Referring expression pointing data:
----------------
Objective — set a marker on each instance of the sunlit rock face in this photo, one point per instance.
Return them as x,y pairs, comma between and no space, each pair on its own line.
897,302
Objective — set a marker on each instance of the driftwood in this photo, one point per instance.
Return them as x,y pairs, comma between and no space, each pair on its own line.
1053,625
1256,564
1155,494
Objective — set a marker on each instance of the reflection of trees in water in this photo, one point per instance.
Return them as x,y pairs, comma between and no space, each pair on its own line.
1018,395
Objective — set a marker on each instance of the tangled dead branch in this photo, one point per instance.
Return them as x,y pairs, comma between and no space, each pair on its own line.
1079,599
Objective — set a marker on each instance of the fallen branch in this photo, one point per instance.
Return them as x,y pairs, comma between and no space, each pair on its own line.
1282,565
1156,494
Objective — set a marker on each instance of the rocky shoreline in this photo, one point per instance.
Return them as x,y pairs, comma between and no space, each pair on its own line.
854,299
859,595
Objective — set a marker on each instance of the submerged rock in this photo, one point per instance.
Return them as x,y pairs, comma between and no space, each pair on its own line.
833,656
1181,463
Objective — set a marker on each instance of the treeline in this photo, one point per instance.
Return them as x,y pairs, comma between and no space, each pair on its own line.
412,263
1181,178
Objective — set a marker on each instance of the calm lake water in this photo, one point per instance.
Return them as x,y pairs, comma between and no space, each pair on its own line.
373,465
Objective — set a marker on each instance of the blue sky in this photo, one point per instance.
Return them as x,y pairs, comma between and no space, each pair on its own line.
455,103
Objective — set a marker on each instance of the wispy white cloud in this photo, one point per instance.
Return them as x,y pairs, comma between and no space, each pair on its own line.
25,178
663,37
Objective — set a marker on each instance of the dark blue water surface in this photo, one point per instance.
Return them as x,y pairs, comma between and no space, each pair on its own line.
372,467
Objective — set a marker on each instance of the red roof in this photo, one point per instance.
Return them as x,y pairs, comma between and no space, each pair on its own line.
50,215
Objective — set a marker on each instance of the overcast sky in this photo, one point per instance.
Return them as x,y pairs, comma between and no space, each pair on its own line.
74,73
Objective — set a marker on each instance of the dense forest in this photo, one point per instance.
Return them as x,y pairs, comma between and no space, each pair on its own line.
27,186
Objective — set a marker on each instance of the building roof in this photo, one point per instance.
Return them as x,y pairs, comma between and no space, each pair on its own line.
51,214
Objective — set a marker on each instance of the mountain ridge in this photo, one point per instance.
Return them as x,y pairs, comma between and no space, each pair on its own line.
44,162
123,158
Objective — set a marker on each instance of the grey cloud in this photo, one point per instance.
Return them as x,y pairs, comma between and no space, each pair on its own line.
----------------
Each line above that includes "water" should be shown.

Objective — set a marker on each instance of the reflection of trees in water in this photo, one point per instance.
Objective — set a marker on each instance of the calm lake water in this photo, one point per instance.
Objective — set a marker on each instance of the dark blue water surface in this photo, one point per instance.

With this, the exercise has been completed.